***** Data for review *****

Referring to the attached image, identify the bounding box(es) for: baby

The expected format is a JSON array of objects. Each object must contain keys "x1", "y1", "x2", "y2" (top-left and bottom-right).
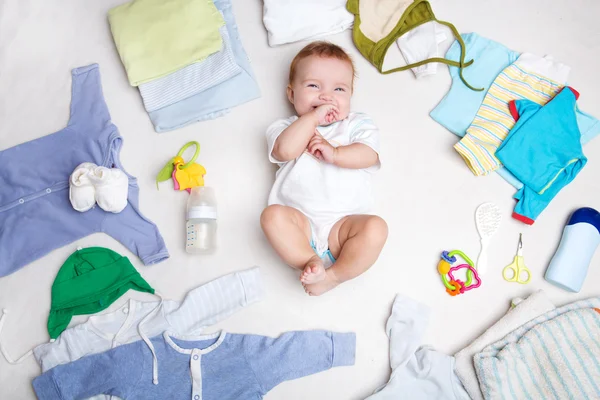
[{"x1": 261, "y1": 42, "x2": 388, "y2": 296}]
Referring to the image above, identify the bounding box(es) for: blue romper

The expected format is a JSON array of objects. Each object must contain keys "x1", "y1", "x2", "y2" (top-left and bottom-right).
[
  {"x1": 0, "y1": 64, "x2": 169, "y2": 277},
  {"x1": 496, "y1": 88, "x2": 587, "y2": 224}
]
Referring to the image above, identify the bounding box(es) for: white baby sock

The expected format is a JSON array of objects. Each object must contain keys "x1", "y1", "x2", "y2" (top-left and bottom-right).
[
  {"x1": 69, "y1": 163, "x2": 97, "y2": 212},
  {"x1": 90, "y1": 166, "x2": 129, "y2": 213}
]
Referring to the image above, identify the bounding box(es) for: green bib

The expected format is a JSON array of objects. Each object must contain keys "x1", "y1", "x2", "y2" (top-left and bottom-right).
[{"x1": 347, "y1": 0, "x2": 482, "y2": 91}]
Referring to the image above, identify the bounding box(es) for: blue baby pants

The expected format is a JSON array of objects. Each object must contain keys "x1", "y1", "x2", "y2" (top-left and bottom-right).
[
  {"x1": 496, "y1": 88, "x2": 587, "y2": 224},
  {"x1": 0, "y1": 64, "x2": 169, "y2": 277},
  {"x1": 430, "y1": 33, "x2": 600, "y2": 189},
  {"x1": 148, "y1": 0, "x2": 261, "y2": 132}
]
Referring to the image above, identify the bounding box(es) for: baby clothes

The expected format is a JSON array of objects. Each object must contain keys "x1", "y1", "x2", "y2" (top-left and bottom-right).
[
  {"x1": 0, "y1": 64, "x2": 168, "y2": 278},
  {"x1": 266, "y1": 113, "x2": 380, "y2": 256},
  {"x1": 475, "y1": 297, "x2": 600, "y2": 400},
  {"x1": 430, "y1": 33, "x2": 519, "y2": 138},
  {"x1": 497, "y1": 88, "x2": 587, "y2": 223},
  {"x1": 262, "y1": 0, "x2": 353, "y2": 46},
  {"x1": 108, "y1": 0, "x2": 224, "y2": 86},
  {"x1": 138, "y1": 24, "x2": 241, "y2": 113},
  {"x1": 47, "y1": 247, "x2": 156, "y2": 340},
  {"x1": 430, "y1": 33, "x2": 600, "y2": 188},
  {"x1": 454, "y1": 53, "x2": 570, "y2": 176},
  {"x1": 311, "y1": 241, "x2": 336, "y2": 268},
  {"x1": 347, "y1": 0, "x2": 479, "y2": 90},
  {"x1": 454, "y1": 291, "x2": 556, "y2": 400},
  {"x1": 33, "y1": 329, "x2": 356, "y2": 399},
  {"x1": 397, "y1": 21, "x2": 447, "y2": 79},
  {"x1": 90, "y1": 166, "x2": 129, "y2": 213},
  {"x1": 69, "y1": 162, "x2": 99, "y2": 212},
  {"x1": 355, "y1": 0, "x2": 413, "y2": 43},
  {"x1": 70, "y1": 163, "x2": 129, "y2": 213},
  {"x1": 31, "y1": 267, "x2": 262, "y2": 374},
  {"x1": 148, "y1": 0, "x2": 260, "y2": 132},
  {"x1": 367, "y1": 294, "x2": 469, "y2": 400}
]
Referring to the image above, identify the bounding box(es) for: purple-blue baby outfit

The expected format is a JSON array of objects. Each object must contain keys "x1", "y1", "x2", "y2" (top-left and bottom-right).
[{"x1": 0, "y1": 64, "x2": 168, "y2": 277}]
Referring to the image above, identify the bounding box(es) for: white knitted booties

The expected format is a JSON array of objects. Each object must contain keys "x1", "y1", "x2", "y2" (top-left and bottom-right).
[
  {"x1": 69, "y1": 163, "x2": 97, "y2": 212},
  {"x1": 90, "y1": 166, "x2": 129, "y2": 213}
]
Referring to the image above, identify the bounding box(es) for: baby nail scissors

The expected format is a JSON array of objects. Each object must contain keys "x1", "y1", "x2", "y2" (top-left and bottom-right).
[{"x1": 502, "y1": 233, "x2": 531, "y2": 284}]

*****

== Aim of the task ==
Look through the entries and return every line where "above" appears.

== Task response ==
Referring to the image above, identify the bounding box(es) for: blue romper
Referring to the image above, identify the bounding box(es) for: white baby sock
Referring to the image above, identify the bounding box(es) for: green bib
Referring to the image above, identify the bounding box(es) for: blue baby pants
Referring to the image above, identify the bounding box(es) for: baby clothes
Referring to the image above, identify the bounding box(es) for: purple-blue baby outfit
Referring to the image above, identify the bounding box(es) for: white knitted booties
Referring to the image above, identify the bounding box(es) for: baby nail scissors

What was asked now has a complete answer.